→ **TASK STATEMENT**:
Please give each line of the listing below as a JSON list of strings, one string per line, with blank lines omitted. Leave the pictures out of the answer.

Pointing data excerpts
**********
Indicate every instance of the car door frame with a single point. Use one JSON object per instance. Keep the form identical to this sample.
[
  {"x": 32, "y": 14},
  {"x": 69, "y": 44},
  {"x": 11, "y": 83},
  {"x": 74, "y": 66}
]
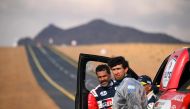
**********
→ **OUTPUT**:
[
  "Indicate every instance of the car door frame with a single point. Use one JSON object per instance. Keep the form identical to this sample.",
  "[",
  "  {\"x\": 32, \"y\": 14},",
  "  {\"x\": 69, \"y\": 44},",
  "  {\"x\": 11, \"y\": 83},",
  "  {\"x\": 74, \"y\": 66}",
  "]"
]